Location identification entries:
==*==
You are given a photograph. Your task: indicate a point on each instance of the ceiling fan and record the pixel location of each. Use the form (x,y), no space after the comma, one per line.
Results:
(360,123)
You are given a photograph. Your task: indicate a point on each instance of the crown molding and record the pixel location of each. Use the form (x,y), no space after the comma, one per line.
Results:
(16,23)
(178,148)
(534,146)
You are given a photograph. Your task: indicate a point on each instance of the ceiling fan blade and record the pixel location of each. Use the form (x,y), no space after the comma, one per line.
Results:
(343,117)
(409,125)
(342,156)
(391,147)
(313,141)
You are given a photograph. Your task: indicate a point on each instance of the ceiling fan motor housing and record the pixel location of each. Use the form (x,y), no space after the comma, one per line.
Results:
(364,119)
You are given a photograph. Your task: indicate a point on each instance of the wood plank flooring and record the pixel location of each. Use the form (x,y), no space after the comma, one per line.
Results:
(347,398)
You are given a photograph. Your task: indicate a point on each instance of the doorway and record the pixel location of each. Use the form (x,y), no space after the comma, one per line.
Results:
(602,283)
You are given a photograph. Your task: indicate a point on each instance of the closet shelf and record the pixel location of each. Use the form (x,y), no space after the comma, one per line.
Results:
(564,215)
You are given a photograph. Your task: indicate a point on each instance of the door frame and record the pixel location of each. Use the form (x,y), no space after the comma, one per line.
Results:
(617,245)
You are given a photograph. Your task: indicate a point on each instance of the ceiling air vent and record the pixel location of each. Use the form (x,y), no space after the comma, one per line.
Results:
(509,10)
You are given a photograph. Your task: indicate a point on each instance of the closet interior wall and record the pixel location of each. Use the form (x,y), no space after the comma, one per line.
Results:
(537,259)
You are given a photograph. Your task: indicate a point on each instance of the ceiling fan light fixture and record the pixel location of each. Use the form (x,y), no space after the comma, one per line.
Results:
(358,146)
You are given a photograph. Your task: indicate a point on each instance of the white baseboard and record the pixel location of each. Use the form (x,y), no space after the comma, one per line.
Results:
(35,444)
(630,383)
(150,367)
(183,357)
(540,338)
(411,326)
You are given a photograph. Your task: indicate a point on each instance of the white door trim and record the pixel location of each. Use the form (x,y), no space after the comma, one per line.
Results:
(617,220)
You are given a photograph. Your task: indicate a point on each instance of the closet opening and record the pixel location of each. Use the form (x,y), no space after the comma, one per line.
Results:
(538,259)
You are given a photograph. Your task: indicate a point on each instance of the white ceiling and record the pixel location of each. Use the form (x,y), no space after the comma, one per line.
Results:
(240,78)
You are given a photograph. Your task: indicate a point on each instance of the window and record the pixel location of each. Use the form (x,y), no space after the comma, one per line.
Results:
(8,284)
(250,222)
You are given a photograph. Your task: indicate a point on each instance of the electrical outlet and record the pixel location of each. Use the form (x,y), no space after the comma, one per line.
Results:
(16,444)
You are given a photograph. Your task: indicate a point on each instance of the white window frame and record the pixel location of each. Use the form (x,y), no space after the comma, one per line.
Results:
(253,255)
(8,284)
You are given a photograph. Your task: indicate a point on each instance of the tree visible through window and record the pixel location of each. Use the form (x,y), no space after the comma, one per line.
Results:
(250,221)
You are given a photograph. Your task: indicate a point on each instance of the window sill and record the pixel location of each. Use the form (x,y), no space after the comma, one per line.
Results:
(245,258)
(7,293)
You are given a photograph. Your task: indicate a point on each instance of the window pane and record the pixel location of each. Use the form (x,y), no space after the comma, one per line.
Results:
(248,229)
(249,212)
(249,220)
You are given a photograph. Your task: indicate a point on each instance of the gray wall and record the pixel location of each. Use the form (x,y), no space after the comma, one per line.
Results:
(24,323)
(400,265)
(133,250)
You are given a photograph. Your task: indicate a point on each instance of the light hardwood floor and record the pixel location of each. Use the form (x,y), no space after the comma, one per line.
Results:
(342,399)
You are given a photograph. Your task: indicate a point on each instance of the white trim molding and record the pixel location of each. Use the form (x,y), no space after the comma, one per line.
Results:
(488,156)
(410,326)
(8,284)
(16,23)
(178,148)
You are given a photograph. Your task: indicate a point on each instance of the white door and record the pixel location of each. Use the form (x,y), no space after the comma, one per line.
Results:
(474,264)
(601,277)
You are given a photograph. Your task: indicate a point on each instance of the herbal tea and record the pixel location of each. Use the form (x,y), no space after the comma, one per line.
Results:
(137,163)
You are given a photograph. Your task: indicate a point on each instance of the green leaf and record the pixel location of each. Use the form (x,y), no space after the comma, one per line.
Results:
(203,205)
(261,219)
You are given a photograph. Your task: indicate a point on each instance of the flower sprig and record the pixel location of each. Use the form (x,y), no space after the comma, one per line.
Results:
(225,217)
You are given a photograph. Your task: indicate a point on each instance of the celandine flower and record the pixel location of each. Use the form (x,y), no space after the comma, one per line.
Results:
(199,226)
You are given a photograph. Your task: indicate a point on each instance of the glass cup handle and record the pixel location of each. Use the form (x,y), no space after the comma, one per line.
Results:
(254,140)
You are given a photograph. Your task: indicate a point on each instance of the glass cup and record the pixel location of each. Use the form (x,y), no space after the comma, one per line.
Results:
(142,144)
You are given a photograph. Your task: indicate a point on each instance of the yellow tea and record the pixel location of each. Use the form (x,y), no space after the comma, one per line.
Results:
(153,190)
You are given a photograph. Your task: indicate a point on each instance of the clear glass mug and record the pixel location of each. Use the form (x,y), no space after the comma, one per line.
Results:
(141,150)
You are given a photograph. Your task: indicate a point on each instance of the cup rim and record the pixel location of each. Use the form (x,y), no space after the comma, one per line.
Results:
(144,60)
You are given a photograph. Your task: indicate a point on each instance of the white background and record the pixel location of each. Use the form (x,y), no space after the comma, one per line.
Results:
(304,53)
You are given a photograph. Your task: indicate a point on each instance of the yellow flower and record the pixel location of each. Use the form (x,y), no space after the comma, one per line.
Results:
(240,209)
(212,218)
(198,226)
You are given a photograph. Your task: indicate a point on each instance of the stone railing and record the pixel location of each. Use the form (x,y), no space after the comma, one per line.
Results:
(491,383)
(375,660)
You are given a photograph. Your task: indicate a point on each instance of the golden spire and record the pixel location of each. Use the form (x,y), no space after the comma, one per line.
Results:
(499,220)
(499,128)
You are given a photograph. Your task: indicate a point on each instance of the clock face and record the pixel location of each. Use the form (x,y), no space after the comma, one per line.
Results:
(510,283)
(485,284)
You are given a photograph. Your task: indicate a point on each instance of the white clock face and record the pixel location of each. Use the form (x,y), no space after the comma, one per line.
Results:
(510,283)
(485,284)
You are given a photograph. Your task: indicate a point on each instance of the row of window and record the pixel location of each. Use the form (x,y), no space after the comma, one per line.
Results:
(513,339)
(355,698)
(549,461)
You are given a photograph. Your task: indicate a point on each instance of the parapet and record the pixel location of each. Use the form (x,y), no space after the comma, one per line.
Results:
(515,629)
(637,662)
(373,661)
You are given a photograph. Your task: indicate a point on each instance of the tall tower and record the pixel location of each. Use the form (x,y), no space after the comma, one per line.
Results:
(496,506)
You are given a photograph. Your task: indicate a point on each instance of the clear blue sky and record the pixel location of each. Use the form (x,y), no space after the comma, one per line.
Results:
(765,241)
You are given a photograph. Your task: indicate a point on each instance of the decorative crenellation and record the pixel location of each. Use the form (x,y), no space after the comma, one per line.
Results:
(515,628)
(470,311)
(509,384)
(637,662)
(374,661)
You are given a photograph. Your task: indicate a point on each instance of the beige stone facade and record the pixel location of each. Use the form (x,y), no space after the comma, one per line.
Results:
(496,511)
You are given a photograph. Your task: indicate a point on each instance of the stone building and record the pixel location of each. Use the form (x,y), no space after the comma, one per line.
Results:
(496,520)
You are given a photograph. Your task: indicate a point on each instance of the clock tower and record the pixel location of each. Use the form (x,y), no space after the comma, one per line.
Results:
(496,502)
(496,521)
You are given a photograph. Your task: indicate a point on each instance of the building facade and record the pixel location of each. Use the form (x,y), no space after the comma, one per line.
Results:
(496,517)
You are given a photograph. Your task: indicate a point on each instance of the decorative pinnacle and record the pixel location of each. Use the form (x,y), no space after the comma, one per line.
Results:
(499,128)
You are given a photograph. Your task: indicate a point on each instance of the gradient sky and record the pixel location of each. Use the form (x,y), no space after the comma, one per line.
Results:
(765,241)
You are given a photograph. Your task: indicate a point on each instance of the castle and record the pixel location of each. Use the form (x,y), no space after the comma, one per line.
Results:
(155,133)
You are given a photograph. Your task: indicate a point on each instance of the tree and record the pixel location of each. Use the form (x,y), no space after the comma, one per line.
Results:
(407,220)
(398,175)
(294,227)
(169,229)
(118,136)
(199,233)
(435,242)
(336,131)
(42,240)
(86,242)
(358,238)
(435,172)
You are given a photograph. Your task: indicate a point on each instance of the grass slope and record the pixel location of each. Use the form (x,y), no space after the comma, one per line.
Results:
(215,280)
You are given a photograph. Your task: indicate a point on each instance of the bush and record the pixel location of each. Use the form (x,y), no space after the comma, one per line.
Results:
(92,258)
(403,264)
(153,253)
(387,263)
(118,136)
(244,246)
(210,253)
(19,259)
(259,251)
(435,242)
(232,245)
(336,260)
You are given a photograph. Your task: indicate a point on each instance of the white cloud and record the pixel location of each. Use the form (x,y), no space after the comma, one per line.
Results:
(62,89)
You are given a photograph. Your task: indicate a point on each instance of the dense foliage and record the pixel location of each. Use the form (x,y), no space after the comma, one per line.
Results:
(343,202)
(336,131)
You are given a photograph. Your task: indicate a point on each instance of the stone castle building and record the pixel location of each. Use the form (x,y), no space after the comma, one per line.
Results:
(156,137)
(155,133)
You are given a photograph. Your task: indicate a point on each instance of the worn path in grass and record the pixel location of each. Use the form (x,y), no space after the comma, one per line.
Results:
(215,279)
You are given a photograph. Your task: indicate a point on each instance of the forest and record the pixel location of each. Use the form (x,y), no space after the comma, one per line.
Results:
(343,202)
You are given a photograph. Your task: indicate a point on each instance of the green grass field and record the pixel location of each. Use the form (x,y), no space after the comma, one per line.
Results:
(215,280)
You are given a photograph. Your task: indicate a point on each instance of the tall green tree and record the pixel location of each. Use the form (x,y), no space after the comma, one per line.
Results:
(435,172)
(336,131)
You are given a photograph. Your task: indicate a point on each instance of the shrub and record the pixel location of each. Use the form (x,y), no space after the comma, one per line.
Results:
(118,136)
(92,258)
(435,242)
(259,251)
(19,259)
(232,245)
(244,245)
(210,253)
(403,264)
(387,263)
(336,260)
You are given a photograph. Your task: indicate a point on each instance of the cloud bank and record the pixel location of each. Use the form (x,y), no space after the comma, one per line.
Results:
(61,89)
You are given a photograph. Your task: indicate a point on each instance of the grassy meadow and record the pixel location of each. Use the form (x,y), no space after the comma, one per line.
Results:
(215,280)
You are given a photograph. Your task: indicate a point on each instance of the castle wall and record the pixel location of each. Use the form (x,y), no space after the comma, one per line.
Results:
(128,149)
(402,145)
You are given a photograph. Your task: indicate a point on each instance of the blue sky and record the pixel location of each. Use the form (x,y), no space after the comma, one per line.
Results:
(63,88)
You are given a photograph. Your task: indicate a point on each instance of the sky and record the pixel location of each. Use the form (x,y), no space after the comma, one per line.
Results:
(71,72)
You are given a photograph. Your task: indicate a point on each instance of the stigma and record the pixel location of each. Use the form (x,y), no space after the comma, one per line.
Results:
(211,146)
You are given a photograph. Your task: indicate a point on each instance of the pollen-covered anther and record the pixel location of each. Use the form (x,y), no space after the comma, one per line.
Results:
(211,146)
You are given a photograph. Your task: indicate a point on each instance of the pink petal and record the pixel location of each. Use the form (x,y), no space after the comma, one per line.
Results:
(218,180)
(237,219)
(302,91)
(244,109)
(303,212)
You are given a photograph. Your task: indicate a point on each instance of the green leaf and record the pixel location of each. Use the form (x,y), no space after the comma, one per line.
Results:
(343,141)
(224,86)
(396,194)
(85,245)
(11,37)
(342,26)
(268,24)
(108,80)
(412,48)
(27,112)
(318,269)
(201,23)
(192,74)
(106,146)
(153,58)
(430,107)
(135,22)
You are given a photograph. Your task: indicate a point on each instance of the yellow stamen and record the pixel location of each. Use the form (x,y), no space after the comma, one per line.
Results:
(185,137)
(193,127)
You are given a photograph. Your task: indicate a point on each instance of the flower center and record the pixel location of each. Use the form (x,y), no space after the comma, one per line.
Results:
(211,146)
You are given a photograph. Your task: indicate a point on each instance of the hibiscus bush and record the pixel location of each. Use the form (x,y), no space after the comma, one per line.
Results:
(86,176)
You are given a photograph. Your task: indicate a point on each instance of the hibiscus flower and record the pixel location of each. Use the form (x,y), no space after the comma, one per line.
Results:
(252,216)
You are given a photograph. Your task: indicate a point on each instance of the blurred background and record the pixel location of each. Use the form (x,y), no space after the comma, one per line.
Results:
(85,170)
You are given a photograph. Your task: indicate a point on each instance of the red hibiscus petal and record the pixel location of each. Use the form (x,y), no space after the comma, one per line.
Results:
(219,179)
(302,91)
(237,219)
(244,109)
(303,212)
==*==
* Goal
The lines to reproduce run from the line containing "of the blurred" to the end of the listing; write them out exactly and add nothing.

* The result
You are given a photograph. Your task: indicate a point on each instance of the blurred background and record the pixel location of each. Use the form (x,y), no space after the comma, one per line.
Results:
(85,170)
You are given a photograph. Your task: indicate a point on each instance of the red hibiscus petal and record the pixel location of each. Use the form (x,y), no space after the comma, one per line.
Results:
(219,179)
(302,91)
(237,219)
(244,109)
(303,212)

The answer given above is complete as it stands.